Records excerpted from a collection
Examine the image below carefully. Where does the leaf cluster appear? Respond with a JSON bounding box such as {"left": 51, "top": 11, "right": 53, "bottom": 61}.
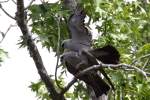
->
{"left": 28, "top": 2, "right": 69, "bottom": 52}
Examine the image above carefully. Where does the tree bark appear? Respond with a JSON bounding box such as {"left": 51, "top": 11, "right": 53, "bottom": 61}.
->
{"left": 16, "top": 0, "right": 65, "bottom": 100}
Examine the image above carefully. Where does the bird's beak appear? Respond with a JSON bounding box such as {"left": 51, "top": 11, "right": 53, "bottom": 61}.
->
{"left": 64, "top": 48, "right": 70, "bottom": 52}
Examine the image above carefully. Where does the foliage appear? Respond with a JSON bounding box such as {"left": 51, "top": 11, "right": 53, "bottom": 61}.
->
{"left": 28, "top": 0, "right": 150, "bottom": 100}
{"left": 29, "top": 81, "right": 50, "bottom": 100}
{"left": 0, "top": 48, "right": 8, "bottom": 66}
{"left": 28, "top": 2, "right": 69, "bottom": 52}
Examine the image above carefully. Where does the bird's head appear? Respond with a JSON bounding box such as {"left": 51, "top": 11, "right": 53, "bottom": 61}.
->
{"left": 61, "top": 39, "right": 72, "bottom": 52}
{"left": 61, "top": 39, "right": 71, "bottom": 49}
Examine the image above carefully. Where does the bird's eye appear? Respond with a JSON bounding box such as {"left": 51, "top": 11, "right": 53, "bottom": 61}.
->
{"left": 60, "top": 55, "right": 64, "bottom": 62}
{"left": 61, "top": 42, "right": 65, "bottom": 48}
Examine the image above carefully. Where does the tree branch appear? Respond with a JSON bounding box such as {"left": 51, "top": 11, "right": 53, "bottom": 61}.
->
{"left": 0, "top": 0, "right": 9, "bottom": 3}
{"left": 0, "top": 4, "right": 15, "bottom": 20}
{"left": 16, "top": 0, "right": 65, "bottom": 99}
{"left": 55, "top": 16, "right": 63, "bottom": 89}
{"left": 0, "top": 24, "right": 16, "bottom": 43}
{"left": 75, "top": 63, "right": 149, "bottom": 80}
{"left": 59, "top": 61, "right": 150, "bottom": 95}
{"left": 60, "top": 77, "right": 77, "bottom": 94}
{"left": 131, "top": 53, "right": 150, "bottom": 65}
{"left": 11, "top": 0, "right": 16, "bottom": 4}
{"left": 24, "top": 0, "right": 35, "bottom": 10}
{"left": 142, "top": 57, "right": 150, "bottom": 69}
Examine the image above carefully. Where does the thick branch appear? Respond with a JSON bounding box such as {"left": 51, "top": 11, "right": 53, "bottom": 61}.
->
{"left": 16, "top": 0, "right": 64, "bottom": 99}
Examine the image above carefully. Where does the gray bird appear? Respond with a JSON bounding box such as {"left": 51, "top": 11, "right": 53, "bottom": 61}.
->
{"left": 61, "top": 41, "right": 119, "bottom": 90}
{"left": 62, "top": 39, "right": 120, "bottom": 64}
{"left": 61, "top": 39, "right": 90, "bottom": 52}
{"left": 65, "top": 8, "right": 120, "bottom": 64}
{"left": 68, "top": 8, "right": 92, "bottom": 47}
{"left": 61, "top": 6, "right": 120, "bottom": 97}
{"left": 61, "top": 51, "right": 110, "bottom": 97}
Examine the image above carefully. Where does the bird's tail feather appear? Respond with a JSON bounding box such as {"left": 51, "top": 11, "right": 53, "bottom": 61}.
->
{"left": 80, "top": 73, "right": 110, "bottom": 97}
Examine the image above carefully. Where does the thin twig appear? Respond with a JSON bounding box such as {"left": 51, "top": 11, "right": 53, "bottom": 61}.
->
{"left": 11, "top": 0, "right": 16, "bottom": 4}
{"left": 24, "top": 0, "right": 35, "bottom": 10}
{"left": 142, "top": 57, "right": 150, "bottom": 69}
{"left": 0, "top": 24, "right": 16, "bottom": 43}
{"left": 55, "top": 16, "right": 62, "bottom": 89}
{"left": 102, "top": 17, "right": 107, "bottom": 36}
{"left": 131, "top": 54, "right": 150, "bottom": 65}
{"left": 126, "top": 64, "right": 148, "bottom": 79}
{"left": 0, "top": 0, "right": 9, "bottom": 3}
{"left": 0, "top": 4, "right": 16, "bottom": 20}
{"left": 40, "top": 0, "right": 45, "bottom": 4}
{"left": 146, "top": 73, "right": 150, "bottom": 76}
{"left": 60, "top": 77, "right": 77, "bottom": 94}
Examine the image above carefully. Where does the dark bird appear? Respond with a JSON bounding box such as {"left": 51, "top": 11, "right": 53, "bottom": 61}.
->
{"left": 62, "top": 39, "right": 120, "bottom": 64}
{"left": 61, "top": 51, "right": 110, "bottom": 97}
{"left": 61, "top": 6, "right": 120, "bottom": 97}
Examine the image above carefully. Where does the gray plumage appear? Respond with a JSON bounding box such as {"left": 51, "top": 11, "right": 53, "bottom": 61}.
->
{"left": 68, "top": 8, "right": 92, "bottom": 47}
{"left": 62, "top": 39, "right": 90, "bottom": 52}
{"left": 61, "top": 5, "right": 120, "bottom": 97}
{"left": 61, "top": 51, "right": 110, "bottom": 97}
{"left": 62, "top": 39, "right": 120, "bottom": 64}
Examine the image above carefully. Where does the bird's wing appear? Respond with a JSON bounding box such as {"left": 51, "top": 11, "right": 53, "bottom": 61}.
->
{"left": 68, "top": 7, "right": 92, "bottom": 46}
{"left": 61, "top": 51, "right": 82, "bottom": 74}
{"left": 89, "top": 45, "right": 120, "bottom": 64}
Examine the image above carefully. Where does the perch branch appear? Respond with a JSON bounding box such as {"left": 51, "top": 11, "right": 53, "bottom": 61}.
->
{"left": 75, "top": 63, "right": 149, "bottom": 80}
{"left": 59, "top": 62, "right": 150, "bottom": 94}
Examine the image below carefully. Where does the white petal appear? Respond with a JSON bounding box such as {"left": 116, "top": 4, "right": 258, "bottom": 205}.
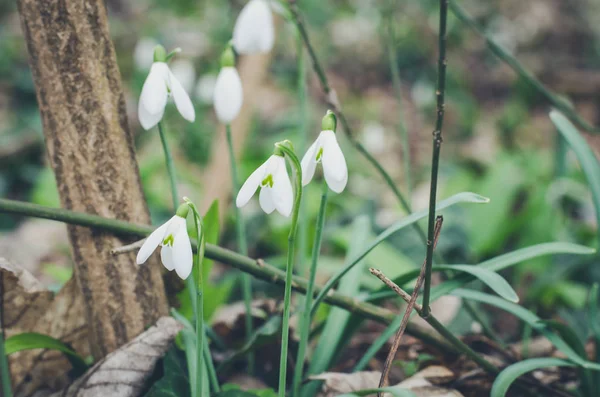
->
{"left": 321, "top": 130, "right": 348, "bottom": 193}
{"left": 232, "top": 0, "right": 275, "bottom": 54}
{"left": 259, "top": 187, "right": 276, "bottom": 214}
{"left": 272, "top": 156, "right": 293, "bottom": 217}
{"left": 236, "top": 159, "right": 269, "bottom": 208}
{"left": 172, "top": 227, "right": 193, "bottom": 280}
{"left": 139, "top": 63, "right": 169, "bottom": 116}
{"left": 300, "top": 137, "right": 320, "bottom": 186}
{"left": 138, "top": 99, "right": 165, "bottom": 130}
{"left": 160, "top": 245, "right": 176, "bottom": 271}
{"left": 168, "top": 70, "right": 196, "bottom": 122}
{"left": 136, "top": 218, "right": 172, "bottom": 264}
{"left": 213, "top": 67, "right": 243, "bottom": 123}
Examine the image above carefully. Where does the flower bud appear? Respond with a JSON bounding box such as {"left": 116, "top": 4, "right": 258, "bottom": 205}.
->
{"left": 220, "top": 45, "right": 236, "bottom": 68}
{"left": 176, "top": 203, "right": 190, "bottom": 218}
{"left": 321, "top": 110, "right": 337, "bottom": 132}
{"left": 153, "top": 45, "right": 167, "bottom": 63}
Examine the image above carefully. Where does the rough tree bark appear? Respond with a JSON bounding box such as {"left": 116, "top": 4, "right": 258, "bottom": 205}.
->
{"left": 16, "top": 0, "right": 168, "bottom": 358}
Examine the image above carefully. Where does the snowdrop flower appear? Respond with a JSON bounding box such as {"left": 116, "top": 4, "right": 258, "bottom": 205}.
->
{"left": 236, "top": 153, "right": 293, "bottom": 217}
{"left": 136, "top": 204, "right": 193, "bottom": 280}
{"left": 301, "top": 110, "right": 348, "bottom": 193}
{"left": 213, "top": 46, "right": 243, "bottom": 123}
{"left": 232, "top": 0, "right": 274, "bottom": 54}
{"left": 138, "top": 45, "right": 195, "bottom": 130}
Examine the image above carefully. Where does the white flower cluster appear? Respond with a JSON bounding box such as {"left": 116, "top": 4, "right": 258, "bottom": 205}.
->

Work instructions:
Every line above in which the word "bird" is present must be copied into the answer.

Written solution:
Examine the image above carefully. Where does the bird's beak appear? Respond with a JSON bounding box such as {"left": 51, "top": 11, "right": 53, "bottom": 61}.
Examine the image above carefully. Where does the bird's head appear? Respond with a JSON bounding box such as {"left": 51, "top": 11, "right": 53, "bottom": 61}.
Examine the image above carefully. Where does the bird's eye appear? Respond with a JSON bounding box such as {"left": 51, "top": 11, "right": 53, "bottom": 61}.
Examine the image above carefully. Where does the gray bird appear? Respond with a JSON bounding box such as {"left": 51, "top": 11, "right": 53, "bottom": 61}.
Examine the image above carefully. Where does the bird's tail feather appear? Respond with a JSON bounding box such as {"left": 51, "top": 11, "right": 53, "bottom": 61}.
Examine the image above carefully. Where does the dark bird appear? Respond with a JSON bounding box such as {"left": 51, "top": 11, "right": 53, "bottom": 61}.
Examine the image above carefully. Where does the bird's wing appear? Respond with a JSON bounding box such as {"left": 51, "top": 11, "right": 53, "bottom": 61}.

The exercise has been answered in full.